*What to produce*:
Please pull out every line of the listing below that contains the string "windshield". Matching is case-sensitive.

*Working data*:
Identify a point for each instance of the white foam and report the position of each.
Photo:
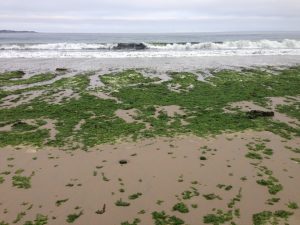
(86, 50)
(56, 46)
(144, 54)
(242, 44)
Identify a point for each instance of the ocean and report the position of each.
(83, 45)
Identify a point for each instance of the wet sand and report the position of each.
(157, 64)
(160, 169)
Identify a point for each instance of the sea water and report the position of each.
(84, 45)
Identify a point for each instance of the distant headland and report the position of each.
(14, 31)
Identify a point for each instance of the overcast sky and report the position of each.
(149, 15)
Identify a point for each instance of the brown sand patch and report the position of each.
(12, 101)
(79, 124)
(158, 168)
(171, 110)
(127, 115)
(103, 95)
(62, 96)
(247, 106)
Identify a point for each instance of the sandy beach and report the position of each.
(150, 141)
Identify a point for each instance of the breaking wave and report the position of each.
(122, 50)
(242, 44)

---

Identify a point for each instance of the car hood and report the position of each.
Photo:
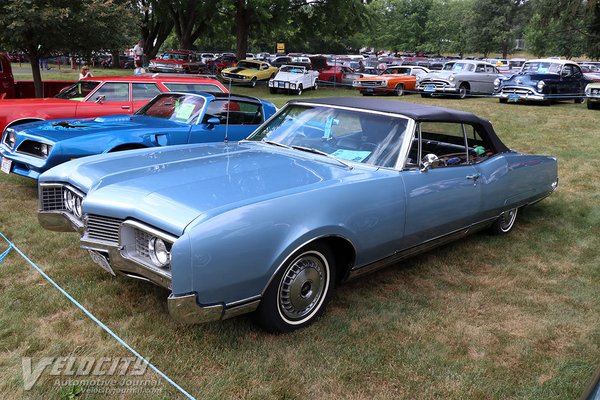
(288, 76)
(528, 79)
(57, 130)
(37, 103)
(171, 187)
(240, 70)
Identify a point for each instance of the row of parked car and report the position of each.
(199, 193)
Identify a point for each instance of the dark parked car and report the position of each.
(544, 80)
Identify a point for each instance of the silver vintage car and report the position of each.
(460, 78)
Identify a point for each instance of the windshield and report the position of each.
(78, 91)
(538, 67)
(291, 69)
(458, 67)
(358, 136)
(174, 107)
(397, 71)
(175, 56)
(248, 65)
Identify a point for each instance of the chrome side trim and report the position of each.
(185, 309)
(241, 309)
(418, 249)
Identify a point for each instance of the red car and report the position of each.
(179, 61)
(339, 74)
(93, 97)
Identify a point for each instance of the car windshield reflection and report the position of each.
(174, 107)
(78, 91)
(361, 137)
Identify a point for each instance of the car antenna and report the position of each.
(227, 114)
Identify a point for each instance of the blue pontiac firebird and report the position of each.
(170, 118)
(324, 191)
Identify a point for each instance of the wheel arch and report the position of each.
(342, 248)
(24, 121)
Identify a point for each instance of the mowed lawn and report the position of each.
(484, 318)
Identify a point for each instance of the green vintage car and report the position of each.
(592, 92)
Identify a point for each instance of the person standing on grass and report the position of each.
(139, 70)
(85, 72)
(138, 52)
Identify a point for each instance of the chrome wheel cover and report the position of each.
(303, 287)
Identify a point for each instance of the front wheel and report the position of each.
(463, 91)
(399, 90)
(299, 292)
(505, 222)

*Response*:
Identify a point for each instance of the windshield and report the position of each.
Identify a point for each instance of the car windshield reflection and report the position of each.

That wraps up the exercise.